**What you need to do**
Nothing is to be left out; print all the entries exactly.

Dataset records:
..............................

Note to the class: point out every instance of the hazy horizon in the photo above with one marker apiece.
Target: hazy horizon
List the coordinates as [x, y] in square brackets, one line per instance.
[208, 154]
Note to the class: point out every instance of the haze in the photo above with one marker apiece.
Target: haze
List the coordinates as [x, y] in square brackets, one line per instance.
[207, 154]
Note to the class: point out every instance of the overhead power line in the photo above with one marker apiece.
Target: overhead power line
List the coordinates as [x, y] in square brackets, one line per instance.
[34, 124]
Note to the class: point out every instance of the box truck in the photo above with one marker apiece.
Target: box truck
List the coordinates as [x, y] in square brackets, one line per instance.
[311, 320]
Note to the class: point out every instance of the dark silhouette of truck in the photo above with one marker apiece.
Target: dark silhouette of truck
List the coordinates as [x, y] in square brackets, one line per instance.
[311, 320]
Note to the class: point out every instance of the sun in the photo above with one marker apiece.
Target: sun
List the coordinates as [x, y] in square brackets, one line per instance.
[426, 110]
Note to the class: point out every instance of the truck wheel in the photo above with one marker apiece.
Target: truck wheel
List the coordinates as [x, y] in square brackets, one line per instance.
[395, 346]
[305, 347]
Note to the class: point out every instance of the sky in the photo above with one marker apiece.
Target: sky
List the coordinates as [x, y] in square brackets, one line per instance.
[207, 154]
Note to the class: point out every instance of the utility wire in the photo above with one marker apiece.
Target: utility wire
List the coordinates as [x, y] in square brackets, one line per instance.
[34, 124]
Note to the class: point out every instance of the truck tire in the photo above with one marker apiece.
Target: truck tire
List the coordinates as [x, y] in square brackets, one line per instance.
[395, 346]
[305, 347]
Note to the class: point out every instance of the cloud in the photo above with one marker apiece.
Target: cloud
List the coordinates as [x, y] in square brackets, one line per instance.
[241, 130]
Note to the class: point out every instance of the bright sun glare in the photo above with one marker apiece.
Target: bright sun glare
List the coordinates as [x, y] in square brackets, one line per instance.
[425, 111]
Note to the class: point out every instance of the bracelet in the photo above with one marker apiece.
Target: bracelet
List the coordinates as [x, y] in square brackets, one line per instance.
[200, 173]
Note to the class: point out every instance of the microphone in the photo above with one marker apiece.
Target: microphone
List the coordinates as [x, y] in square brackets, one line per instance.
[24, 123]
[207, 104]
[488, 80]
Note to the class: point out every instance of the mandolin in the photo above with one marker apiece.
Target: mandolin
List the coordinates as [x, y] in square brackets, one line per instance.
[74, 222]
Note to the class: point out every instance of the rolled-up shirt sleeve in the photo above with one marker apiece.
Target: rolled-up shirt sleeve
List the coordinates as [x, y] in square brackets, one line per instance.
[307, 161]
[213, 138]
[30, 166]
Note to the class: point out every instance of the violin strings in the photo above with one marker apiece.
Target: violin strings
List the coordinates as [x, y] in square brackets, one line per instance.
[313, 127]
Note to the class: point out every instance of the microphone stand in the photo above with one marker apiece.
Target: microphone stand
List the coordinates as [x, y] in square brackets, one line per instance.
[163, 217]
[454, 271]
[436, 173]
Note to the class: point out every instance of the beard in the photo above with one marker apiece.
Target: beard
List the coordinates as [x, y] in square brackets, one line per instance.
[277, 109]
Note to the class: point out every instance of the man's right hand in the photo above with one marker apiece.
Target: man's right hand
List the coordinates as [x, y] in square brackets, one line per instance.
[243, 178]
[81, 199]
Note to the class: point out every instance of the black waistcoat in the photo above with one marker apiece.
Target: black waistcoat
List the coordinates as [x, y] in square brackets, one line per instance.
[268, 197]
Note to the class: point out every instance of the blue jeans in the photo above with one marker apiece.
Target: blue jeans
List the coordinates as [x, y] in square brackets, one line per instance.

..............................

**Exercise solution**
Note to the class: point out every instance of the hazy horizon in the photo above with one marker apiece.
Target: hazy horizon
List the coordinates as [x, y] in square brackets, one line per instance.
[208, 154]
Note to the class: point out every instance of the haze in the photo above with one marker apiece.
Target: haze
List the coordinates as [x, y] in square brackets, one line per instance.
[207, 154]
Note to the class: point out every instance of the overhead power line in the photo above with one marker apiece.
Target: overhead power line
List the coordinates as [x, y] in square brackets, one line per instance.
[34, 124]
Note to the class: point out every instance of the box truck in the photo above with one marker apiece.
Target: box truck
List the coordinates as [x, y] in square brackets, one line per instance.
[311, 320]
Note to the class: point out every instance of the dark silhouette of truck in the photo above with one marker apiece.
Target: dark silhouette of truck
List the coordinates as [x, y] in square brackets, one line per instance.
[311, 320]
Note to the class: point out every instance of the sun in the photo above with one marker apiece.
Target: sun
List the coordinates as [x, y] in square brackets, one line per instance.
[426, 110]
Note to the class: point out every instance of the truck wheel in the photo above with one marker apiece.
Target: truck wheel
List the coordinates as [x, y] in square brackets, one line per instance.
[395, 346]
[305, 347]
Note to the class: point out every instance of the sky in the photo above with one marker apiece.
Target: sky
List the coordinates as [x, y] in square brackets, one line per instance.
[207, 154]
Note to the class: point out every instance of the utility wire in the photo above with one marker apiece.
Target: utility wire
List the coordinates as [x, y] in square brackets, one line per instance.
[34, 124]
Note to the class: point out every instance of the truck tire in the photo above with one marker apiece.
Target: truck tire
List the coordinates as [x, y] in square brackets, one line per instance.
[395, 346]
[305, 347]
Note to the class: point out every instance of the cloud in the photo above with one marker apiece.
Target: cloud
List the coordinates as [x, y] in square brackets, one line per instance.
[241, 130]
Note to the class: point out every instance of the bright sun glare in the photo above with one marker apiece.
Target: bright sun glare
List the coordinates as [x, y] in square brackets, one line per instance.
[425, 111]
Note to the class: point out every instance of the bracelet in the photo above with one marker apiece.
Target: bracelet
List the coordinates as [x, y] in square brackets, one line per instance.
[200, 173]
Note to the class: point out every instance of the microphone in the photo above with one marker apiece.
Target: microphone
List the coordinates as [x, y] in square brackets, one line per instance.
[24, 123]
[207, 104]
[488, 80]
Note to the class: point out every instance of the mandolin in the photo above with one marker apiece.
Target: mandolin
List the coordinates as [x, y] in square brackets, one line per instance.
[74, 222]
Note to the class: point out every instance of the rolled-up shirt sleeve in the photo above with one marker apiece.
Target: rolled-up shirt sleeve
List the coordinates as [x, y] in square brackets, one line per instance.
[307, 161]
[213, 138]
[30, 166]
Note to the class: point out every instance of the violin strings in the photo above with one marker apiece.
Target: violin strings
List the coordinates as [x, y] in square brackets, one line per instance.
[313, 127]
Note to the class: point out every instance of the microphone stand in the photo above with one marker apiece.
Target: microphone stand
List the coordinates as [x, y] in square brackets, one line per instance.
[163, 217]
[454, 271]
[436, 173]
Note to the class: point out every instance of the beard in the photo above with one marker apiece.
Target: beard
List the coordinates as [x, y] in square brackets, one line per instance.
[277, 109]
Note to the class: point out every instance of the man's right hand in the photo above with one marker apiece.
Target: man's right hand
List the coordinates as [x, y] in square brackets, one line per instance.
[243, 178]
[81, 199]
Note to the class: point out every instance of the black waistcoat in the photo above with one marker apiece.
Target: black waistcoat
List the coordinates as [x, y] in square brackets, one line per instance.
[268, 197]
Note to the class: point out every instance of the blue jeans in the photo above with one marker apiece.
Target: blue jeans
List the coordinates as [x, y] in square brackets, one line per instance.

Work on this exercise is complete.